*TEXTO DE LEITURA*.
====================

O Dia do Professor: lembranças e tormentos
Eu entrei como estagiário do Museu Nacional em 1959. Fiquei nesse museu, na sua Divisão, e depois, no Departamento de Antropologia até 1986, quando deixei o meu posto como professor associado de uma universidade pública e federal. Saí porque cansei de viver no vermelho. (Entre parênteses: nada herdei dos meus pais, exceto o gosto pela música, a honestidade e a capacidade de sofrer calado).
Fui Chefe do Departamento e Coordenador do Programa de Pósgraduação em Antropologia Social a contragosto. Meu projeto era ensinar, pesquisar e escrever, mas a inexorabilidade do princípio de realidade me levou ao inferno das burocracias universitárias e, em paralelo, às suas toscas posições ideológicas infelizmente maiores do que a curiosidade intelectual e a vivência acadêmica fundada na colegialidade.
Durante o tenebroso período do regime militar, encontrei protofascistas em todos os lugares porque, quem sabe, sendo de Niterói, eu enxergava um pouco mais de longe ou, como insinuaram, porque fui fraco ou indiferente. No papel de coordenador, recebi, constrangido e inseguro, agentes de segurança do MEC, fui a um tribunal miliar defender alunos e – em nome do ensino e da pesquisa – fui obrigado a lidar com os polos. Não é agradável viver entre o gélido sopro dos ventos polares.

====================

(Dados coletados)

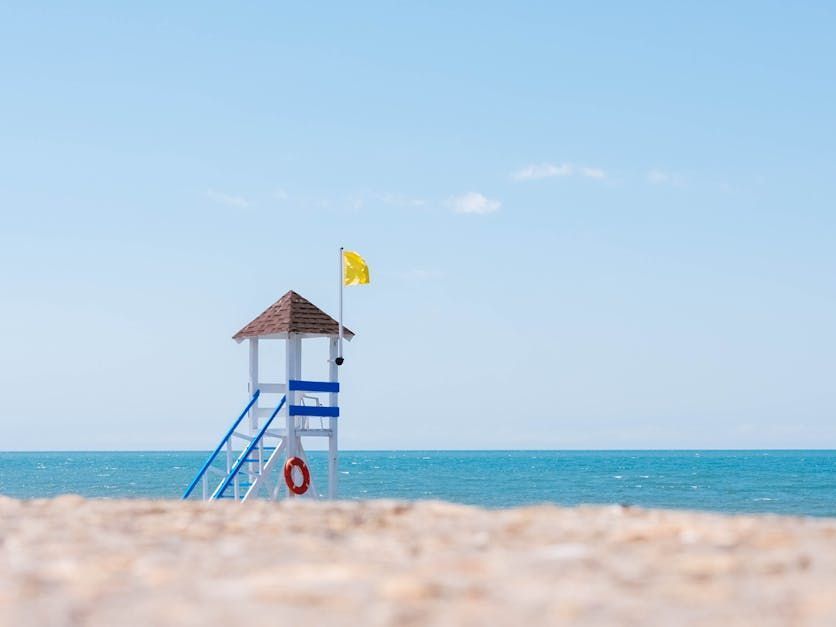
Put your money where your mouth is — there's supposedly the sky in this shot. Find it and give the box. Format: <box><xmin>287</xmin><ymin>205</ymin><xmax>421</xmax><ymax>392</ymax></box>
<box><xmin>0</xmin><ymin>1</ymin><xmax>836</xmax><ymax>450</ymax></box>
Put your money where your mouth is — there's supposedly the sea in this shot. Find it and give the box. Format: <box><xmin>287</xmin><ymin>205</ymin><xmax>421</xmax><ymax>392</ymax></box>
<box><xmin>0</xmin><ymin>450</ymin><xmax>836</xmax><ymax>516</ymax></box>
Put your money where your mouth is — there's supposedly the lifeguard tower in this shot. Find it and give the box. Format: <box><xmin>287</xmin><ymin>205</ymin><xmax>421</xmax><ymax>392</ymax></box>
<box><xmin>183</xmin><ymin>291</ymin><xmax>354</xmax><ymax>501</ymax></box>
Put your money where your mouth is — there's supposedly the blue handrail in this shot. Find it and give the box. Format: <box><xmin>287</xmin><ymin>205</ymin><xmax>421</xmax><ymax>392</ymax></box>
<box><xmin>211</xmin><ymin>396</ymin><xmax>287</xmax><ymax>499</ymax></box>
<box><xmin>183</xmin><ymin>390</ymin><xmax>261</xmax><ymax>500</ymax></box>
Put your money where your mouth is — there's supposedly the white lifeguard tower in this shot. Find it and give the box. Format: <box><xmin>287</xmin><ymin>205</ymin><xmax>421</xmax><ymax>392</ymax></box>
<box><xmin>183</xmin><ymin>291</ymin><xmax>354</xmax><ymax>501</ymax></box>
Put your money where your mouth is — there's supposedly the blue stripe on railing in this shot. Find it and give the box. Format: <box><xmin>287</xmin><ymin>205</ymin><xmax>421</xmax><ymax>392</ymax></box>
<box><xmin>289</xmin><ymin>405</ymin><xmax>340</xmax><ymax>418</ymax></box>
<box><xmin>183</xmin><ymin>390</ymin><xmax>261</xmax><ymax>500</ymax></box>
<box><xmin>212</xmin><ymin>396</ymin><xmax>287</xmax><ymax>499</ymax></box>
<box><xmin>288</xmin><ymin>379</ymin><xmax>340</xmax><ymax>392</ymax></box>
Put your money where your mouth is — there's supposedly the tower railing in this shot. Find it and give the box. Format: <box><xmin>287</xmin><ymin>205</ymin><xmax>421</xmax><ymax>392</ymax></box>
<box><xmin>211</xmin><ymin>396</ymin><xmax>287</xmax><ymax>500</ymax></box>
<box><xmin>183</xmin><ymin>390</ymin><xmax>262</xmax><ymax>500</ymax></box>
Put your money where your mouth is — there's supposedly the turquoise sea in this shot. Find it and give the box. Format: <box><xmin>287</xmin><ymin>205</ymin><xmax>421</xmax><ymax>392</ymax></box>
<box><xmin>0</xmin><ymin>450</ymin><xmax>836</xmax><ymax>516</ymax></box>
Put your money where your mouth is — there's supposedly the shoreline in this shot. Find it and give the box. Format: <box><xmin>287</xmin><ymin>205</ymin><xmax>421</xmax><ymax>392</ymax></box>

====================

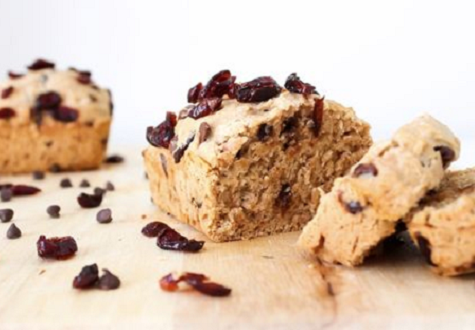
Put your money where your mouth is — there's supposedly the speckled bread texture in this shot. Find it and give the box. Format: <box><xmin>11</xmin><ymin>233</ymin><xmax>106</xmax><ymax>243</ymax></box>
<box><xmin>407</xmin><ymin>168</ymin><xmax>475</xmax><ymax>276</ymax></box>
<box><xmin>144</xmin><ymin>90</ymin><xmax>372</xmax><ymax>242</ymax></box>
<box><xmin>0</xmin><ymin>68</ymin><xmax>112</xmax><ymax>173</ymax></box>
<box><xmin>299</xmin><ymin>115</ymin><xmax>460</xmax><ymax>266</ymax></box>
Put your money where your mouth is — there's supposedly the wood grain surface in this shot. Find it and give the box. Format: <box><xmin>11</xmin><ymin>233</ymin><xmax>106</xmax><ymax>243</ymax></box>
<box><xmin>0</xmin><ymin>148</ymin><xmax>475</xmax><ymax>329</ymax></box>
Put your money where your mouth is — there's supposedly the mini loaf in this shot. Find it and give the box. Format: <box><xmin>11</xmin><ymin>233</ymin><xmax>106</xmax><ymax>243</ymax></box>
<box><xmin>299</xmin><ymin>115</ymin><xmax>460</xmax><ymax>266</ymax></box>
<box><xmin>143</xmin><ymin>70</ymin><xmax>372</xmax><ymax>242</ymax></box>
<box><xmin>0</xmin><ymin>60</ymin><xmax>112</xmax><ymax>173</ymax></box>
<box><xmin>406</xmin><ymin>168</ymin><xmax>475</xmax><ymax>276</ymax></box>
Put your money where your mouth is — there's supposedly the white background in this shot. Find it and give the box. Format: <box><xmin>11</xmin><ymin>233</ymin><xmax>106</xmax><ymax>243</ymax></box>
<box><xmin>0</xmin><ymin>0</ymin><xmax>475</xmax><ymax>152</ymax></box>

====================

*TAREFAS A REALIZAR*.
1. Segundo o texto sobre o Dia do Professor, em que ano começou o estágio no Museu Nacional?
2. Liste tudo o que, de acordo com o texto sobre o Dia do Professor, foi herdado dos pais.
3. Diga se cada afirmação concorda com o texto sobre o Dia do Professor: (a) O posto de professor associado foi deixado em 1986. (b) O último parágrafo trata do período do regime militar. (c) O coordenador recebeu com tranquilidade os agentes de segurança do MEC.

*TAREFAS RESOLVIDAS*.
1. Em 1959.

2. O gosto pela música, a honestidade e a capacidade de sofrer calado.

3.
(a) Sim: "até 1986, quando deixei o meu posto como professor associado".
(b) Sim: "Durante o tenebroso período do regime militar".
(c) Não: "recebi, constrangido e inseguro, agentes de segurança do MEC".